◆ TASK DESCRIPTION
Rewrite the records below, replacing "player's forearm" with "athlete's forearm" wherever it occurs and leaving every other line and character unchanged.

(A data block)
● ● ●

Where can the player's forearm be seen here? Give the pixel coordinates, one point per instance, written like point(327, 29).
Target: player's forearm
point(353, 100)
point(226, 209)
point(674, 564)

● ● ●

◆ OUTPUT OF THE TASK
Where can the athlete's forearm be seen here? Give the pixel coordinates, one point per instance, written like point(327, 29).
Target: athlete's forearm
point(353, 100)
point(226, 209)
point(674, 564)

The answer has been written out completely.